======== Dados para processamento

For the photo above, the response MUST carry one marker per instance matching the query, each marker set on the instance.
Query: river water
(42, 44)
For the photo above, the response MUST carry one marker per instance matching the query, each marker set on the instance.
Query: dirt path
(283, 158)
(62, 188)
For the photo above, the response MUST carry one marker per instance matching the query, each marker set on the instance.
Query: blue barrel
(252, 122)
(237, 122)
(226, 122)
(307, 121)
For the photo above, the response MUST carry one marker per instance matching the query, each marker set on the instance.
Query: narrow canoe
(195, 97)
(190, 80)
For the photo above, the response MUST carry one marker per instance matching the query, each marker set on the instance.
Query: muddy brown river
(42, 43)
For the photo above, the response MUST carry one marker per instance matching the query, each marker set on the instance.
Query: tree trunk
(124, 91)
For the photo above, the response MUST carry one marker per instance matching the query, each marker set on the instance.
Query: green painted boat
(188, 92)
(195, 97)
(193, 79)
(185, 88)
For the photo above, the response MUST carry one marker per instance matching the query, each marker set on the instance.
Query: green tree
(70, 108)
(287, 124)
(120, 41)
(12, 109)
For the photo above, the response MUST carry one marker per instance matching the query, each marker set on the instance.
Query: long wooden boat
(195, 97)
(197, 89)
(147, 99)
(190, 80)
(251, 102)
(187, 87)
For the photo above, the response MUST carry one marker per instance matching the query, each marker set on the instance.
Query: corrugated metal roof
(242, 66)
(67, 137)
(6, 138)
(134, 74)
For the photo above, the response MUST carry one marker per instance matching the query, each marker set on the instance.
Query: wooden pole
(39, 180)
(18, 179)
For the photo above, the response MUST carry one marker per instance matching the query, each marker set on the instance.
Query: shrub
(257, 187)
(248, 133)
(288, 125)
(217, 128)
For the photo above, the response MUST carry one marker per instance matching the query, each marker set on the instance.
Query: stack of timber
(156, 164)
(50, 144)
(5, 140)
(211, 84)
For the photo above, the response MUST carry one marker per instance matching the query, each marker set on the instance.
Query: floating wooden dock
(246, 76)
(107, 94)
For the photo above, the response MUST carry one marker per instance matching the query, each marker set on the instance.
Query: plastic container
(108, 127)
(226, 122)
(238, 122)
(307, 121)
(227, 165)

================

» Requisitos da tarefa: Mostre, copiadas sem alterações, todas as linhas dos registros acima em que aparece a palavra "wooden".

» Resposta escrita:
Query: long wooden boat
Query: wooden pole
Query: floating wooden dock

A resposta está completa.